# [TASK A]
Find each line in the records that contains the string "point" and copy those lines.

# [SOURCE PASSAGE]
***

Too often, that slippery striving—and the soullessness that can arise as a result of it—are met with a shrug. Feckless platitudes like “That’s just the cost of doing business” or “It is what it is” are meant to make us feel better about the increasingly yawning gap between the powerful and the powerless. How satisfying, then, when anyone dares to kick the hornet’s nest, and when our pop culture does more than just maintain the status quo. Tony Gilroy did it with Michael Clayton (“Do I look like I’m negotiating?”); Andrew Dominik did it with Killing Them Softly (“America is not a country. It’s just a business. Now pay me.”); Todd Haynes did it with Dark Waters (“The system is rigged!”); Bong Joon-ho did it with Parasite (“They are nice because they are rich.”). And Steven Soderbergh has been doing this his whole damn career.
Every few years, Soderbergh presents to us a portrait of individual resistance: Erin Brockovich, Che, The Informant, High Flying Bird, The Laundromat. They’re not all perfect (Meryl Streep in brownface in the latter film was a particularly bad move), but they’re organized by a guiding principle: that there is dignity in taking on the unjust, in making life hell for the elite, and in defending the people who might not be able to fight back for themselves. Erin Brockovich serving Hinkley’s poisoned water to PG&E’s short-changing lawyers. Che sharing an orange with a comrade in a moment of quiet solidarity. Ray Burke outsmarting the NBA team owners and their “game on top of a game.” Soderbergh’s filmography is built on these subversive moments, and 20 years on, Traffic remains his most ambitiously sprawling examination of the failures of our trusted institutions.

***

# [DATA IN THIS EXERCISE]
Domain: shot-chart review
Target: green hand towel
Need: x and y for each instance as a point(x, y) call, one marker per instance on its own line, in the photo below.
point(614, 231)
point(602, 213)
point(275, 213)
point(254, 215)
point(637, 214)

***

# [TASK B]
Condense the paragraph of the film essay that begins "Every few years, Soderbergh presents" into a shorter version that keeps its main facts.

# [FINAL RESULT A]
Need: x and y for each instance as a point(x, y) call, one marker per instance on its own line, in the photo below.
point(614, 231)
point(602, 213)
point(275, 213)
point(254, 215)
point(637, 214)

# [FINAL RESULT B]
Every few years, Soderbergh makes a film about individual resistance, such as Erin Brockovich, Che, The Informant, High Flying Bird and The Laundromat. Not all of them are perfect. Meryl Streep in brownface in The Laundromat was a particularly bad move. Still, they share one principle: there is dignity in taking on the unjust, making life hell for the elite and defending people who can't fight back. Examples include Erin Brockovich serving Hinkley's poisoned water to PG&E's lawyers, Che sharing an orange with a comrade, and Ray Burke outsmarting the NBA team owners. His filmography is built on such subversive moments. Twenty years on, Traffic remains his most ambitiously sprawling examination of the failures of trusted institutions.